• **Prompt**:
Scan the entries line by line and return those with "plateau".

(Stored data entries)
========

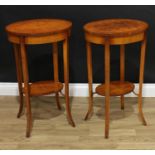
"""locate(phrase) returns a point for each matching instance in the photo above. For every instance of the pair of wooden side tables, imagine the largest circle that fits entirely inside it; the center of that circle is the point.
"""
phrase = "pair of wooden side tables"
(104, 32)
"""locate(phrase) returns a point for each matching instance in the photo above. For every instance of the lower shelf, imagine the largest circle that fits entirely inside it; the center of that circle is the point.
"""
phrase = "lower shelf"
(44, 88)
(117, 88)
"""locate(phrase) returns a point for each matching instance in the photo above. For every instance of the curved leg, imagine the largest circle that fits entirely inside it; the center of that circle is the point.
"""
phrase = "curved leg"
(56, 72)
(66, 81)
(141, 77)
(19, 77)
(90, 80)
(122, 70)
(26, 87)
(107, 87)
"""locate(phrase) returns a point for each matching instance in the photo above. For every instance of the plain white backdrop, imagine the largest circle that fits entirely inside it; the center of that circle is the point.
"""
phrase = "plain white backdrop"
(77, 2)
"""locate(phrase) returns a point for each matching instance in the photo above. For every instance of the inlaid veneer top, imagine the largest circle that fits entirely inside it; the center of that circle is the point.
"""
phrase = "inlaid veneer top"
(37, 27)
(116, 27)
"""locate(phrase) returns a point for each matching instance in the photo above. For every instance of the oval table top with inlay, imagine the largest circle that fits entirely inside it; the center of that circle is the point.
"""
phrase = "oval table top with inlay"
(115, 27)
(38, 27)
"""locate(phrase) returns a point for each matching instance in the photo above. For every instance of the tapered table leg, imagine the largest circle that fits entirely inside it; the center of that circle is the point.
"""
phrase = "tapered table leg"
(107, 87)
(90, 79)
(141, 79)
(17, 55)
(66, 80)
(26, 87)
(56, 71)
(122, 70)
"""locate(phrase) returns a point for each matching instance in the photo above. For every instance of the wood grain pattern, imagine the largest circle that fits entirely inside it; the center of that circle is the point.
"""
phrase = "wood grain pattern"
(52, 132)
(44, 88)
(117, 88)
(117, 32)
(38, 27)
(40, 31)
(116, 27)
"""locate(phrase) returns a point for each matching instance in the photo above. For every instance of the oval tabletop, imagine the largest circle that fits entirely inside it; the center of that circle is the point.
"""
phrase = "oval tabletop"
(38, 27)
(115, 27)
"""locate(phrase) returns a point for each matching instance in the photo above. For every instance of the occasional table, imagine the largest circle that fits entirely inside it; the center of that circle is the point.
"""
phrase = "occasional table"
(115, 32)
(40, 31)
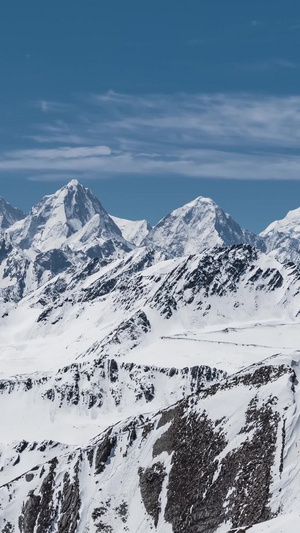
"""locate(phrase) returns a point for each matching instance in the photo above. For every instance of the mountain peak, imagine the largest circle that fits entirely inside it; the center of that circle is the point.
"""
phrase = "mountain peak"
(9, 214)
(58, 216)
(197, 226)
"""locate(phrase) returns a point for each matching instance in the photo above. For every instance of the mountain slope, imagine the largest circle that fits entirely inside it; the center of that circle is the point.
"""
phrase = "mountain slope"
(202, 465)
(282, 237)
(133, 230)
(197, 226)
(61, 215)
(8, 214)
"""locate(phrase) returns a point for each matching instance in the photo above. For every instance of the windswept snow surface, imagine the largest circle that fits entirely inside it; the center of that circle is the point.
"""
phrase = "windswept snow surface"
(146, 388)
(133, 231)
(282, 237)
(197, 226)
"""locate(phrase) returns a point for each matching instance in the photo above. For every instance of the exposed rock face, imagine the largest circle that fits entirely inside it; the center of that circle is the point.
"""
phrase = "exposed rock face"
(9, 215)
(184, 467)
(141, 390)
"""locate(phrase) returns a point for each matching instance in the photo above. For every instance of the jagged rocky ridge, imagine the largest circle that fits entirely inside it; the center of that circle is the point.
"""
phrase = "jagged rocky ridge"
(99, 337)
(192, 467)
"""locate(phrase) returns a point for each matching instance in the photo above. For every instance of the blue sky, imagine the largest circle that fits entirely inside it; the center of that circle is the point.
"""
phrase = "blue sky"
(152, 104)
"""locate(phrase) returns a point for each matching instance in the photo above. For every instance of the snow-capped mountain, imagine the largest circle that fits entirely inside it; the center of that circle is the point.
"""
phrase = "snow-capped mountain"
(8, 214)
(282, 237)
(58, 217)
(133, 231)
(197, 226)
(147, 387)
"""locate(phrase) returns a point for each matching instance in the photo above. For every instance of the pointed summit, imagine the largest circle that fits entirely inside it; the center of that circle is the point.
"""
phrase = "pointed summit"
(58, 216)
(198, 226)
(282, 237)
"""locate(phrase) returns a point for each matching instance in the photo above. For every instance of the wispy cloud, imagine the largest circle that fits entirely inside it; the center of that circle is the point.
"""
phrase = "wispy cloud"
(239, 136)
(271, 64)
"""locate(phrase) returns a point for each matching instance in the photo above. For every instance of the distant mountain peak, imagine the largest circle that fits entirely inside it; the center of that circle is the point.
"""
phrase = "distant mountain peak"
(282, 237)
(198, 225)
(133, 231)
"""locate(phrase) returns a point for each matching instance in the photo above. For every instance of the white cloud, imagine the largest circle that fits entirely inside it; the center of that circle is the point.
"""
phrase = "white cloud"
(239, 136)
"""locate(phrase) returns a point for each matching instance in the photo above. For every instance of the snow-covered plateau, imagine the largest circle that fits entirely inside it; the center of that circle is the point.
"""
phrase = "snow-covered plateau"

========

• **Task solution**:
"""locate(phrase) returns a point for each matching instance in the photo above. For every instance of the snow-covered plateau, imagine the largest circle that fits entirely inside it; the center of that circle is the point.
phrase = "snow-covered plateau"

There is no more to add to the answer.